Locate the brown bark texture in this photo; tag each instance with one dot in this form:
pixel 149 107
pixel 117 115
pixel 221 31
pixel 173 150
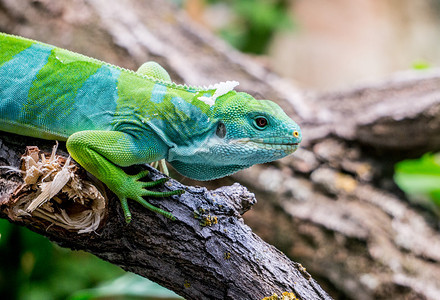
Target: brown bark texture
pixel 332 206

::::::

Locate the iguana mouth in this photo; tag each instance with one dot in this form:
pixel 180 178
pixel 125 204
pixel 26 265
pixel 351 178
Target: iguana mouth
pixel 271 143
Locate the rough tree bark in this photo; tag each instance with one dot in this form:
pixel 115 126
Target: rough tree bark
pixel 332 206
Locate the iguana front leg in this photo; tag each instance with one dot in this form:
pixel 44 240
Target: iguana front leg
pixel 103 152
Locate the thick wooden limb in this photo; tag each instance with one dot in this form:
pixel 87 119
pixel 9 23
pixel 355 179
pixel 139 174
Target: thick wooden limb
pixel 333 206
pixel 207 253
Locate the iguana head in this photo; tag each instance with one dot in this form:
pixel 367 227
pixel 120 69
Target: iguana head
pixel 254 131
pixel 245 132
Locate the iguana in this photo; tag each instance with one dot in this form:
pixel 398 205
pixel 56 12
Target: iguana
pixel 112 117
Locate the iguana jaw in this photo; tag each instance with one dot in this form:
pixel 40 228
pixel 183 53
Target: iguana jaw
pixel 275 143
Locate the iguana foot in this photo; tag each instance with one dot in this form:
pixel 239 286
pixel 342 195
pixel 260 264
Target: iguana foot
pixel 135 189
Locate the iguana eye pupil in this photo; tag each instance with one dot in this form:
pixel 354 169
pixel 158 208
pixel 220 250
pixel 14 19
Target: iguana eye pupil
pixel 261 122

::::::

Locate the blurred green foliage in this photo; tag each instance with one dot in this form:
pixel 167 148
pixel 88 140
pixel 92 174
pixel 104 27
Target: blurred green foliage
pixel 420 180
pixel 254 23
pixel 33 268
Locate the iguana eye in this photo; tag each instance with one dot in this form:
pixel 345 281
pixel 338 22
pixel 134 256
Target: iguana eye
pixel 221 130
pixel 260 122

::::::

When a line in the listing has the string "with" in it, return that line.

ANSWER SPACE:
Locate the brown bark texture in this photo; tag each instance with one dot in this form:
Locate the iguana mouth in this photo; tag each instance with one dot in this form:
Locate the rough tree bark in this photo; tag each instance with one dot in this form:
Locate the iguana front leg in this photo; tag each instance with one dot in this form:
Locate the thick wooden limb in this photo; tag each instance with one dot in this form:
Locate the iguana head in this photo; tag each instance with one dot in this form:
Locate the iguana in this photo; tag each instance with one dot in this form:
Locate the iguana jaw in this photo; tag each instance with one dot in this form:
Locate the iguana foot in this photo; tag each instance with one dot in this form:
Locate the iguana eye pupil in this photo; tag each instance with one dot in this form:
Locate the blurred green foliage in this photo; tag each instance with one dot in this form:
Locate the iguana eye in this photo; tag each instance with one dot in this form:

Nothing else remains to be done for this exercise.